Copy every record that appears below, exactly as it stands.

(Collected data)
= = =
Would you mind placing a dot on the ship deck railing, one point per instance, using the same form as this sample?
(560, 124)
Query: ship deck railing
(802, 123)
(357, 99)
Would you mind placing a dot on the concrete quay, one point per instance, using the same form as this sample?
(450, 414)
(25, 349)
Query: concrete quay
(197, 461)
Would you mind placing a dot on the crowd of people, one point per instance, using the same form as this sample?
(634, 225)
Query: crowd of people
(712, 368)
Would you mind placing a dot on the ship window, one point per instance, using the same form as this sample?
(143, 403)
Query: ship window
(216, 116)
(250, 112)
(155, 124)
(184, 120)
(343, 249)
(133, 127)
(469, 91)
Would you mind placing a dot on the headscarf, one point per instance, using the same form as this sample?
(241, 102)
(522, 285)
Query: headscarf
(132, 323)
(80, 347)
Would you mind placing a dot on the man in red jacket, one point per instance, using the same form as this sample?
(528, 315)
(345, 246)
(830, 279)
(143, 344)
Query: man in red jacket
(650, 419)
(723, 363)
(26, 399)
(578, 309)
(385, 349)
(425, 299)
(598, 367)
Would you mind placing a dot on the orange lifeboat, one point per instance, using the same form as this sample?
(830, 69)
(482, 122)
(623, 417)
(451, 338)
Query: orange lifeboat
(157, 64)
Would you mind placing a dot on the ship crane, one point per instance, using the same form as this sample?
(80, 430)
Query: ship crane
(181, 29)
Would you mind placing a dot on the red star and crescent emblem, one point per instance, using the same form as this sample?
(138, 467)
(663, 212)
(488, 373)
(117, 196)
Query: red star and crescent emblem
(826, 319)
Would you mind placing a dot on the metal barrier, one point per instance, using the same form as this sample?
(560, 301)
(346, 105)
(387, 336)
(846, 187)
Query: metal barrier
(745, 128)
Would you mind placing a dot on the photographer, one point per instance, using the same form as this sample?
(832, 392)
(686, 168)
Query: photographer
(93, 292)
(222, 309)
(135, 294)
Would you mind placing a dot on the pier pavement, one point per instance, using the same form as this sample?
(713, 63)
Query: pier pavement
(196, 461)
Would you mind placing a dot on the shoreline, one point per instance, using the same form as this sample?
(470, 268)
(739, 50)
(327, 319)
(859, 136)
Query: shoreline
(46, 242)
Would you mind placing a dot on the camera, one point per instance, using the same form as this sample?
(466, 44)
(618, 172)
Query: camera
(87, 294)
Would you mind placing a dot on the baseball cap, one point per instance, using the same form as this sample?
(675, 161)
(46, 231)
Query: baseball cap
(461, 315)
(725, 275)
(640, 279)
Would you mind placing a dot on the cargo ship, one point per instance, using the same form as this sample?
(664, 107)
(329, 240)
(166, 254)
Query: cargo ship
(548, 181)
= = =
Exercise result.
Would you mind placing a dot on the ship deck railing, one point per instance, using the same form as this sample?
(560, 124)
Query: ship deck railing
(802, 123)
(357, 99)
Would you mind placing a dot on the concrete quay, one point per instance, using the same form as this sample?
(450, 414)
(25, 349)
Query: concrete quay
(197, 461)
Would you mind placing a dot on the crowd of people, one point per instance, using the same form as this sample?
(634, 225)
Query: crowd of people
(712, 368)
Would you mind placing a dot on the ship window, one point per instance, using the same form as this sample?
(143, 403)
Query: ship window
(216, 116)
(250, 112)
(155, 124)
(184, 120)
(343, 249)
(133, 127)
(469, 91)
Would you mind placing a dot on the headscarf, one point per instance, using the same form as this sample?
(241, 102)
(522, 285)
Query: headscarf
(132, 323)
(80, 347)
Would you mind placing a dot on the man in red jacket, one point per instance, using the same form as this sample?
(528, 315)
(345, 246)
(830, 279)
(143, 344)
Query: man in red jacket
(650, 419)
(723, 363)
(26, 399)
(578, 309)
(385, 349)
(425, 299)
(598, 367)
Would you mind placing a dot on the orange lifeboat, one point per instance, using the same form as this sample?
(830, 69)
(482, 122)
(623, 417)
(451, 338)
Query: orange lifeboat
(157, 64)
Would you mind placing a dot on the ship crane, one point per instance, using the same form as this sample?
(80, 430)
Query: ship crane
(181, 29)
Would you mind placing a dot on the red star and crescent emblem, one point per instance, using the same form as this sample?
(138, 467)
(663, 212)
(488, 373)
(117, 196)
Query: red star and crescent emblem
(826, 319)
Would you mind placing a dot on the metal barrier, one point per instance, using the same form as this sample?
(560, 301)
(346, 105)
(387, 336)
(846, 187)
Query: metal barrier
(745, 128)
Would you mind placing a dot on the photographer, one point per instance, using the same form as this sample?
(832, 392)
(686, 168)
Query: photographer
(93, 292)
(222, 309)
(135, 294)
Would you mind placing a dot on the pier pavement, one point per instance, using the same form as this sample?
(713, 63)
Query: pier pavement
(196, 461)
Would you mind placing a dot on the shoreline, one point per instance, using the same form as this sample?
(470, 268)
(739, 50)
(327, 319)
(859, 136)
Query: shoreline
(46, 242)
Would you mind placing a dot on the camera, one point per instance, using the same form as this sample?
(466, 44)
(618, 172)
Query: camera
(87, 294)
Would you mind placing a dot on the baseball cap, one point per instance, using the same form as this sample?
(675, 161)
(46, 231)
Query: baseball cap
(461, 315)
(725, 275)
(640, 279)
Would you mind placing a dot on the cargo ship, one point per instance, using the same form as this sample?
(664, 107)
(329, 240)
(166, 254)
Query: cargo ship
(548, 181)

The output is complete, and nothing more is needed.